TEXT SECTION →

================

The weblog is difficult to categorize.  It is unregulated, it can be written by anyone with an internet connection, and it is published almost instantly.  Blogs may be written about anything.  The range of topics is vast and diverse.  Should blogs even be put into one category?  Or is the unique format of the blog enough to justify placing all blogs together?  When considered as a newly emerging genre of writing, it becomes clear that an essential element of blogging not only sets blogs apart from all other genres, but also ties them all together.  The blog has emerged as a new genre characterized by a sense of community born of the desire of people to connect with others.

 

The media of print magazines, newspapers, and books, though different in style and content, are linked by the simple goal of making money.  Professional writers write to make money.  Publishers only publish material that they believe will sell.  Venders only sell books and periodicals that they believe their customers will want to buy.  With profit regulating what gets written and what gets published, and therefore what gets read, certain topics and opinions become overrepresented in bookshops and newsstands.  Successful publishers choose large groups of people as their target audiences; minorities are left out.  Whiles there are racks of sports magazines available, it is much more difficult (if not impossible) to find a print magazine about origami.  There are origami enthusiasts just as there are sports enthusiasts, but there are considerably more of the latter.  As long as money is the driving goal of publishing, larger groups will always find their interests and opinions better represented in print media.

================

Location identification items:
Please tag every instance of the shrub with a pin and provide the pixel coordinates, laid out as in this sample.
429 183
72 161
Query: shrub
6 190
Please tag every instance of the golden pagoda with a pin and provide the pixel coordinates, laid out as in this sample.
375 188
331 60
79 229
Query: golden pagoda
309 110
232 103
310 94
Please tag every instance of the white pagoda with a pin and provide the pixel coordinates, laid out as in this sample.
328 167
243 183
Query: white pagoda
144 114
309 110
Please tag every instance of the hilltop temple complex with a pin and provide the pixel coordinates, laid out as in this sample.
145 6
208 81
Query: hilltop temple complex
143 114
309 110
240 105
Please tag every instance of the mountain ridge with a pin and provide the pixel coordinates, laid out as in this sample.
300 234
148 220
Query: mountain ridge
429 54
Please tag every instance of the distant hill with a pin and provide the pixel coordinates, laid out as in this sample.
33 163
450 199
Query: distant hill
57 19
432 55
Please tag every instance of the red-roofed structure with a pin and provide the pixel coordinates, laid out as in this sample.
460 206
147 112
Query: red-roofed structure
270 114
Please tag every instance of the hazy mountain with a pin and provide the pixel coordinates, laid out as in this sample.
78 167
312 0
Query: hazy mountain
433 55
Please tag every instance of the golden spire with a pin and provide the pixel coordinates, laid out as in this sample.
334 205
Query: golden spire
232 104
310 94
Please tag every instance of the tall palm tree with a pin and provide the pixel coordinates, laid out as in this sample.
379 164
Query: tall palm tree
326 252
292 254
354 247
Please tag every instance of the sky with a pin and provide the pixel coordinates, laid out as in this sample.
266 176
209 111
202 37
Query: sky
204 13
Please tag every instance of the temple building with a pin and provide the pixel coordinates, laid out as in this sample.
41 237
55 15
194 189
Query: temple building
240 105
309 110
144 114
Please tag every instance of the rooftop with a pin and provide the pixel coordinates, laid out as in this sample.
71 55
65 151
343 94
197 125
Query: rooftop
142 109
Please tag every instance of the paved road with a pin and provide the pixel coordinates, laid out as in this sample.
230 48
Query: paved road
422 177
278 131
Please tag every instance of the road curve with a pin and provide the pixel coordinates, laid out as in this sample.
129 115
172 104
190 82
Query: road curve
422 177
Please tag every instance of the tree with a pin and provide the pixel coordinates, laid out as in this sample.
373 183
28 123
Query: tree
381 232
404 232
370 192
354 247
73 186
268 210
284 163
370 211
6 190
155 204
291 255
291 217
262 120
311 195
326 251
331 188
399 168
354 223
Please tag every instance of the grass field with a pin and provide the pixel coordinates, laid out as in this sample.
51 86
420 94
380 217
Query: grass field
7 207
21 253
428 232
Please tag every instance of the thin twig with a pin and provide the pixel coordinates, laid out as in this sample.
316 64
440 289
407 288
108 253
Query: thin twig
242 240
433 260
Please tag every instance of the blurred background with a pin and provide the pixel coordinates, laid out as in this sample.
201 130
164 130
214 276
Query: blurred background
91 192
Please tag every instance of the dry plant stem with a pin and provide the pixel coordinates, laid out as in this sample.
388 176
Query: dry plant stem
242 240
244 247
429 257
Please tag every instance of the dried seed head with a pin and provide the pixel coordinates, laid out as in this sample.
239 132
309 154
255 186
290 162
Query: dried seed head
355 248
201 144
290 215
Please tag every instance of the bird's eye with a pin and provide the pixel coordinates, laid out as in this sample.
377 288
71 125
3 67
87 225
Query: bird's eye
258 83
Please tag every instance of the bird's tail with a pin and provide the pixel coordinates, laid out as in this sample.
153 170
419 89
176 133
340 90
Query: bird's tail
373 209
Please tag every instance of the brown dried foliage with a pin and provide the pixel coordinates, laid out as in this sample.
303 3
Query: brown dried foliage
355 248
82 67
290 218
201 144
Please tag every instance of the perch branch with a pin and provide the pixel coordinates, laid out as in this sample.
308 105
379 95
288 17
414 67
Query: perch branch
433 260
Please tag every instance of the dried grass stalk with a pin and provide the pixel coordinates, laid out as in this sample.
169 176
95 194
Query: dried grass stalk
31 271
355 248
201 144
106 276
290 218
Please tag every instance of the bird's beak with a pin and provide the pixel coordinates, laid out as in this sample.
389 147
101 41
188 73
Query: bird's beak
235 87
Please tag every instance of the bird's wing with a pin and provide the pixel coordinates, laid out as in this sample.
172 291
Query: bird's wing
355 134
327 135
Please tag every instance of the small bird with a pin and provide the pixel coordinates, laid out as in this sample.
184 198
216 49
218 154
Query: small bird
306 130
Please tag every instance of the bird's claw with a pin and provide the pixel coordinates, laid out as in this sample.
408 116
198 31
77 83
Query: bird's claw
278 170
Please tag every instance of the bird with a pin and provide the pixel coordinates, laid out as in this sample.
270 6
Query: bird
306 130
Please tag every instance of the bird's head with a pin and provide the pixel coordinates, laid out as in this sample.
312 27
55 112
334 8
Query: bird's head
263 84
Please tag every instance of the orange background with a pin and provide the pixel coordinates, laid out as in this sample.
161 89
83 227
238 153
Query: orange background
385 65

================

Using the text about blogs, decide whether each statement agrees with it: (a) blogs are published almost instantly; (b) successful publishers target small groups of readers; (c) a print magazine about origami is easier to find than a sports magazine. Answer yes or no for each, and quote the deciding words. The records play no part in what comes next.

ANSWER TO THIS TASK →
(a) Yes: "it is published almost instantly."
(b) No: "Successful publishers choose large groups of people as their target audiences; minorities are left out."
(c) No: "it is much more difficult (if not impossible) to find a print magazine about origami."